Short task: Rewrite the stretch from the line containing "of the shirt" through the line containing "x=240, y=231", changing "sleeve" to "cuff" and leaving everything else unchanged.

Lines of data

▬▬▬

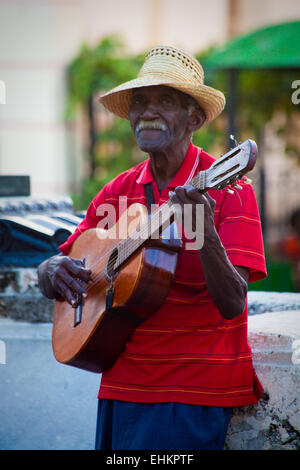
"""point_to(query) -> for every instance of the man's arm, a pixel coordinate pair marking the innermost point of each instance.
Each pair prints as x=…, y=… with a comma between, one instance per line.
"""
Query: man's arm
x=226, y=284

▬▬▬

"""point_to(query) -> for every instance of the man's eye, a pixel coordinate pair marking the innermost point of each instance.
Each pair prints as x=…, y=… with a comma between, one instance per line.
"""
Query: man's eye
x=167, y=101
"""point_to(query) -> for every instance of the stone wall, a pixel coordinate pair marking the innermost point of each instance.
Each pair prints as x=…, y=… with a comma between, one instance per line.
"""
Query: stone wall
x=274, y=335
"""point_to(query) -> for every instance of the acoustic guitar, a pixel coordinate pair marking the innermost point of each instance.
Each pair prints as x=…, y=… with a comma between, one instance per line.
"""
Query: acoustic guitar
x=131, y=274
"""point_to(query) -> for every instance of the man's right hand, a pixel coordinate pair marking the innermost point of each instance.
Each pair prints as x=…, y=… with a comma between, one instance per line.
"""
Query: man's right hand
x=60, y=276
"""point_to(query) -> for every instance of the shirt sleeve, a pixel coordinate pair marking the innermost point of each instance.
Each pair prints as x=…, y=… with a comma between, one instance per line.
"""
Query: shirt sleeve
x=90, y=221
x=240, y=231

▬▬▬

Solution to the exercise:
"""point_to(query) -> for every instance of the shirt cuff, a pixel coordinate pair marking the innermost point of each instance.
Each pair prints as x=…, y=… with a comma between, one instance per line.
"""
Query: shirt cuff
x=90, y=221
x=240, y=231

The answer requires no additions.